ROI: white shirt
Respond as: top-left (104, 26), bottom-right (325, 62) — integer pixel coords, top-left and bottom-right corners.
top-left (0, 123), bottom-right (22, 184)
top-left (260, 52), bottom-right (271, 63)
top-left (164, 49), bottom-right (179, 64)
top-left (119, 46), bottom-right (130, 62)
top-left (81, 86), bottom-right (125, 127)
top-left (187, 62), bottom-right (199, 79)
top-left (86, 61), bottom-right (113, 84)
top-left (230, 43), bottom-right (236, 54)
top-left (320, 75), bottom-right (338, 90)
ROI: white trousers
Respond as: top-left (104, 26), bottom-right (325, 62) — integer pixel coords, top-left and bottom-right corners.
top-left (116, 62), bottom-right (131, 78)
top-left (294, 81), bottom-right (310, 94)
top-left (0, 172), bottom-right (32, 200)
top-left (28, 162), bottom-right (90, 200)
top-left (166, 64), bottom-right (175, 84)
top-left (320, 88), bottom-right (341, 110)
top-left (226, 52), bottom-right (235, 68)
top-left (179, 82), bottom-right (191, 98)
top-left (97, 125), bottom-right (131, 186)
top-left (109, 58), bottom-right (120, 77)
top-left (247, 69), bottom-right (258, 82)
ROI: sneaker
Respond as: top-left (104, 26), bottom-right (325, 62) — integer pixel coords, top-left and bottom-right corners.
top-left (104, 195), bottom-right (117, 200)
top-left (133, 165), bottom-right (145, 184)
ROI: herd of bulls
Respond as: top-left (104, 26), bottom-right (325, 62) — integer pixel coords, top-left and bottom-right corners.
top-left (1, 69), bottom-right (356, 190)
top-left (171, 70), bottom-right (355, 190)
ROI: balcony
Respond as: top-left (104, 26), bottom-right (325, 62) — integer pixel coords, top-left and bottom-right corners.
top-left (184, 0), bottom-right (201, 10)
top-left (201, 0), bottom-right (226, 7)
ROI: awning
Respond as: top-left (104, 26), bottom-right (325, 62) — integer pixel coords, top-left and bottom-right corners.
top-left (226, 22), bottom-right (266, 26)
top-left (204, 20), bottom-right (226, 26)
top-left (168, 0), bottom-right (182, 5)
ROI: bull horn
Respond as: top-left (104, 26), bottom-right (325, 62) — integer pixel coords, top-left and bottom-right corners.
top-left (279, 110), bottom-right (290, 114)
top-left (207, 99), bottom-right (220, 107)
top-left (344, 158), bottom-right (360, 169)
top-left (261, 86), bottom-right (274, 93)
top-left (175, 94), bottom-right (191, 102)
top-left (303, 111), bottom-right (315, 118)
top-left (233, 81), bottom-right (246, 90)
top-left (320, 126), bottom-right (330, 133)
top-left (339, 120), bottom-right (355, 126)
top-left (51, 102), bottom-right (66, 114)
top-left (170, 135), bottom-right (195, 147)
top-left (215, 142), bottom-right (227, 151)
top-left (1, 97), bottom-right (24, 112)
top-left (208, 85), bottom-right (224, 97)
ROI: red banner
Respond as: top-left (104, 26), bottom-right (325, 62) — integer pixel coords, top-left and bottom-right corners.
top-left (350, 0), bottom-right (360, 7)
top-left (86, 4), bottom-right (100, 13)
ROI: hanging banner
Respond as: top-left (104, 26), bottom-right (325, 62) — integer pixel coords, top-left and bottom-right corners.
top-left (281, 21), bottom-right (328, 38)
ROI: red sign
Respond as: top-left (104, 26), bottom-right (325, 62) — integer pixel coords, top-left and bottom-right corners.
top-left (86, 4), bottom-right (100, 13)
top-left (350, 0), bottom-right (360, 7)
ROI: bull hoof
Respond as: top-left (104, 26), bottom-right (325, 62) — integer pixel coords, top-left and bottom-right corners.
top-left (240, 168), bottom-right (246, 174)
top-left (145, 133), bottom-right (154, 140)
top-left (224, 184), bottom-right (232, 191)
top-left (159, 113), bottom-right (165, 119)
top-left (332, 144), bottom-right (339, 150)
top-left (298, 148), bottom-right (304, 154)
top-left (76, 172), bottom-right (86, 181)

==============================

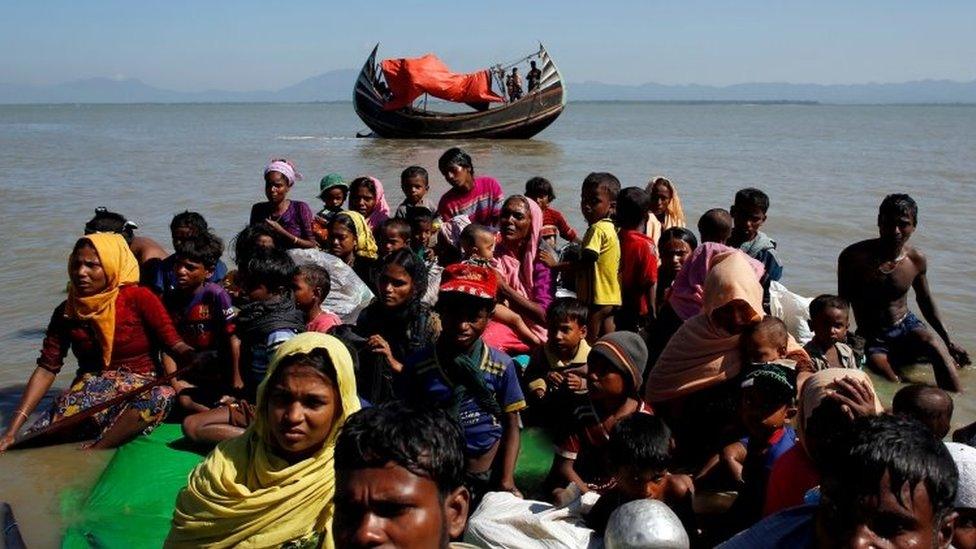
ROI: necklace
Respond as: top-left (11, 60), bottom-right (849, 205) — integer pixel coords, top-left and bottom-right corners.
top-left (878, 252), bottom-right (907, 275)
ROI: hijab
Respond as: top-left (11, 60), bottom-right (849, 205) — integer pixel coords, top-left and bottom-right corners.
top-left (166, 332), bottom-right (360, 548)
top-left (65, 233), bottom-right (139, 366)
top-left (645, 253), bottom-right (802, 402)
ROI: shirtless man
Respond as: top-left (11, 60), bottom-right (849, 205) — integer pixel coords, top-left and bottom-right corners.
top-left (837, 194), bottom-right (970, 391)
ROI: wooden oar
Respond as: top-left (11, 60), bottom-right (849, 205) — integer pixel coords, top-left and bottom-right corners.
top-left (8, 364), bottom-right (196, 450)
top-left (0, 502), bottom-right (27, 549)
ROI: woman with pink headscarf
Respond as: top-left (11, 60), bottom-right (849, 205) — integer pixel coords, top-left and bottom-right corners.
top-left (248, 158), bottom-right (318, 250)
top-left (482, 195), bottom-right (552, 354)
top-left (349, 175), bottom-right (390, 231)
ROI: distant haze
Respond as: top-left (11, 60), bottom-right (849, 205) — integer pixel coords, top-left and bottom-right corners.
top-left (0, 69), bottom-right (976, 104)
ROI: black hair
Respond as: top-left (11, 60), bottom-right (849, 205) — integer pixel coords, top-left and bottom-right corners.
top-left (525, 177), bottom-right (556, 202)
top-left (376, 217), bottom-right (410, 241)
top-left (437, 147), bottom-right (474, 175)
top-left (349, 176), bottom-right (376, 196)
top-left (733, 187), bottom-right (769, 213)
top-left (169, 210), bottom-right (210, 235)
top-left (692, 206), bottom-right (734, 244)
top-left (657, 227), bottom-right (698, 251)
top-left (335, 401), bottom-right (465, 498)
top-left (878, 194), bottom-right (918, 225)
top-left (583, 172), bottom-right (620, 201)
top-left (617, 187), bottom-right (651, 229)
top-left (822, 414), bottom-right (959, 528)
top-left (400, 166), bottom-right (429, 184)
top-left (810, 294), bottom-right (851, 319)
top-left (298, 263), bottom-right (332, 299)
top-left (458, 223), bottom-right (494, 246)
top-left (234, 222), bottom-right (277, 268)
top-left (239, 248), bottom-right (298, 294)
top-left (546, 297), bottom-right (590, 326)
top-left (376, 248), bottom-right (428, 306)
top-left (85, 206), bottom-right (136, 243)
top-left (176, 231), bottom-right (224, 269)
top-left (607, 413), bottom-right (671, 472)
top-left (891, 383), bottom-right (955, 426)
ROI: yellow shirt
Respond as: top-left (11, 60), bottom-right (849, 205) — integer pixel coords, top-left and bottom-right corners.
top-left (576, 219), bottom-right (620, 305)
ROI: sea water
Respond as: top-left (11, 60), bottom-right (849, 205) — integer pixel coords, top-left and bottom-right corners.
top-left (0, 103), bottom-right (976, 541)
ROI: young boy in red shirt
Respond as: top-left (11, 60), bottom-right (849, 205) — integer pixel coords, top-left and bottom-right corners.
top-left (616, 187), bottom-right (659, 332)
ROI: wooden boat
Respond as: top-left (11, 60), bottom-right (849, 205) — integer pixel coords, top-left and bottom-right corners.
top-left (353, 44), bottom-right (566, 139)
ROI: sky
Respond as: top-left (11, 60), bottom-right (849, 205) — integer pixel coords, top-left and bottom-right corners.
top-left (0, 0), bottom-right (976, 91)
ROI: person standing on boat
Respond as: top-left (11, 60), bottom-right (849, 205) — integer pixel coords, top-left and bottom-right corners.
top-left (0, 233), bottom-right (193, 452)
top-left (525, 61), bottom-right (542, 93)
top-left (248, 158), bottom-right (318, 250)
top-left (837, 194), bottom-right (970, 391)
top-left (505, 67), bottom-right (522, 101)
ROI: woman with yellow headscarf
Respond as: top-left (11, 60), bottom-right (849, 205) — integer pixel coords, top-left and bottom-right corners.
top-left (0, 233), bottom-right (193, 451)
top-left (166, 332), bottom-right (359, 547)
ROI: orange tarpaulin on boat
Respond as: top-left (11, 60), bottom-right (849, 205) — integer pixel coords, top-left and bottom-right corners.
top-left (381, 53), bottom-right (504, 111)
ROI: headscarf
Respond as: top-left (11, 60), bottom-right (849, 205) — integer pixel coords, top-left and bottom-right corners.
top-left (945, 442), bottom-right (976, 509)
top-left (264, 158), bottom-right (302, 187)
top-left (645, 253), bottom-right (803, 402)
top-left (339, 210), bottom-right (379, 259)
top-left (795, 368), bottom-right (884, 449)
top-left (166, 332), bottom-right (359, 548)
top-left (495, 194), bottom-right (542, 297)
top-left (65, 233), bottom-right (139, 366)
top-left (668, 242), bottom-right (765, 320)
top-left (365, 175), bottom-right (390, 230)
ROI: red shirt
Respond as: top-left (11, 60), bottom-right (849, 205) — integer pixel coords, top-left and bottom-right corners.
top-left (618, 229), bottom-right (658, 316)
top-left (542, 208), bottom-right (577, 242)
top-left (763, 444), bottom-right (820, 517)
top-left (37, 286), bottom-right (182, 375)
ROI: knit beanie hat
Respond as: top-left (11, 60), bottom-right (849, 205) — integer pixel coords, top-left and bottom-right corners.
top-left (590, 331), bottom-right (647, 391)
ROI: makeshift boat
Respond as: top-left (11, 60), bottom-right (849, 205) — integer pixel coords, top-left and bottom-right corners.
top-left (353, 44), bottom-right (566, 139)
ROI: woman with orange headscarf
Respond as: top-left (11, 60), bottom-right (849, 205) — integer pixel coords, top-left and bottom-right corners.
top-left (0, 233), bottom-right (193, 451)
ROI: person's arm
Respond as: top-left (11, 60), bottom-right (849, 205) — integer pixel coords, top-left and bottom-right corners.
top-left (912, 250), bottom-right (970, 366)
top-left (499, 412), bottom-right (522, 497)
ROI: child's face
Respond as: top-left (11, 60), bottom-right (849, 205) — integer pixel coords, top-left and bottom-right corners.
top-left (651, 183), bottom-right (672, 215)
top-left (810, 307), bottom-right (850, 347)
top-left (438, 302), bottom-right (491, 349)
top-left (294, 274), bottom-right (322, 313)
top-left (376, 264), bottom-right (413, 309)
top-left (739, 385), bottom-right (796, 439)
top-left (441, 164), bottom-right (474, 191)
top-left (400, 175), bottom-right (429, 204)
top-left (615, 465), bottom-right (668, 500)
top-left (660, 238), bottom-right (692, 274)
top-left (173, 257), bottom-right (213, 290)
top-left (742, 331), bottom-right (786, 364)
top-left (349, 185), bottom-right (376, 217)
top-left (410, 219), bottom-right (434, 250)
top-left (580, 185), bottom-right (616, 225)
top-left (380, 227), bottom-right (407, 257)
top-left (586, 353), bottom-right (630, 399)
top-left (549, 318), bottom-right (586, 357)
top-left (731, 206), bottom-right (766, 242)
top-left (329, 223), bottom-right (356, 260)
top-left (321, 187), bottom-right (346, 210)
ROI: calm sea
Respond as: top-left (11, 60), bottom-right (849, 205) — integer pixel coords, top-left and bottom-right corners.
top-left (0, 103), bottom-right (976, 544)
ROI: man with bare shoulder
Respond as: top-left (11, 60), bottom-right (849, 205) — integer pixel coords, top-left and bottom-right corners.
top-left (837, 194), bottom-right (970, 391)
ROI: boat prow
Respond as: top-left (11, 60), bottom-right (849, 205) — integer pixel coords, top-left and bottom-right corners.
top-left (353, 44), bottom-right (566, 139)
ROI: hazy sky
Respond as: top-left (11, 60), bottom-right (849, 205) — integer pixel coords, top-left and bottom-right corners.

==============================

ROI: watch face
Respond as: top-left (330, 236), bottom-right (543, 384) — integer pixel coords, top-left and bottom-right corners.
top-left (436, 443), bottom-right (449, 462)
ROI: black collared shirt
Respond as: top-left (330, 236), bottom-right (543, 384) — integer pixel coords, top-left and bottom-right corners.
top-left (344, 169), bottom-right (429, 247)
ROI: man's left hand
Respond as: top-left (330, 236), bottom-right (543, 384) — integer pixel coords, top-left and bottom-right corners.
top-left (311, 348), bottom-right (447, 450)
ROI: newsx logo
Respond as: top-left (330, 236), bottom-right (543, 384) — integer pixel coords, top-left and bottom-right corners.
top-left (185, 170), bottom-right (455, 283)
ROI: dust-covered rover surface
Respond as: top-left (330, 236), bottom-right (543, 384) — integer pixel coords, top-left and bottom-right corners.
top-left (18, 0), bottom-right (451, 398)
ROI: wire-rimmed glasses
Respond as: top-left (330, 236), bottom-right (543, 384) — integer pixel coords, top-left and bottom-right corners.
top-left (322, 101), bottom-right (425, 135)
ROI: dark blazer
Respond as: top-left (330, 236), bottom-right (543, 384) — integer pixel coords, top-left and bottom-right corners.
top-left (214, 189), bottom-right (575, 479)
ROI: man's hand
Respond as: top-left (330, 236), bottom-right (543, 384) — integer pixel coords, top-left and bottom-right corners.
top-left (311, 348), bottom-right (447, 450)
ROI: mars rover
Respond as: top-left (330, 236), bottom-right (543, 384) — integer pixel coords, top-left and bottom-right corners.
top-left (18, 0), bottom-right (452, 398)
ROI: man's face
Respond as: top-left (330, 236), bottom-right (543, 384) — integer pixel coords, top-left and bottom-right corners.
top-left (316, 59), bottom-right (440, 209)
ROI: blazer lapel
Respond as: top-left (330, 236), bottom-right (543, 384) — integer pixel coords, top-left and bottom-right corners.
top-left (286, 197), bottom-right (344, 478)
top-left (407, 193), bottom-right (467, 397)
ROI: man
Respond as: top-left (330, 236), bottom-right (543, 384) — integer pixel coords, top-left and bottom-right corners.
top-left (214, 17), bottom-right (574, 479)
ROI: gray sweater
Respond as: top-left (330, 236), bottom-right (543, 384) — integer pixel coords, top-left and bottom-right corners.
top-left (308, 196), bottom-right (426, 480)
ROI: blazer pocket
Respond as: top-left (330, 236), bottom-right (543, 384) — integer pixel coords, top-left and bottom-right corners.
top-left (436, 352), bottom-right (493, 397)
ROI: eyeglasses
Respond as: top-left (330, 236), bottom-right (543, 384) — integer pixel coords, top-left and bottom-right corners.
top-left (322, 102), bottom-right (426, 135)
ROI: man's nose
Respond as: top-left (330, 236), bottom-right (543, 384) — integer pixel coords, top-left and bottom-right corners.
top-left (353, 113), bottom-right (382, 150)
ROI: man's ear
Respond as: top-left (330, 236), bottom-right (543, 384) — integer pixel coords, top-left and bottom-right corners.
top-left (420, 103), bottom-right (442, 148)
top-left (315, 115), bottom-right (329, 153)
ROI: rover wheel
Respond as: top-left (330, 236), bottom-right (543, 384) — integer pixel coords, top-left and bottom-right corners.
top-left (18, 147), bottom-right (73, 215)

==============================

Starting at the line that contains "ROI: white shirt" and stopping after the line that contains "top-left (320, 75), bottom-right (338, 90)", render those lines as a JSON list of strings with one string per line. Leave out any blank lines.

## [Solution]
[
  "ROI: white shirt",
  "Respond as: top-left (104, 26), bottom-right (325, 62) — integer pixel coords, top-left and bottom-right corners.",
  "top-left (0, 123), bottom-right (22, 184)",
  "top-left (260, 52), bottom-right (271, 63)",
  "top-left (164, 49), bottom-right (179, 64)",
  "top-left (119, 46), bottom-right (130, 62)",
  "top-left (81, 86), bottom-right (125, 127)",
  "top-left (187, 62), bottom-right (199, 79)",
  "top-left (86, 61), bottom-right (113, 84)",
  "top-left (230, 43), bottom-right (236, 54)",
  "top-left (320, 75), bottom-right (338, 90)"
]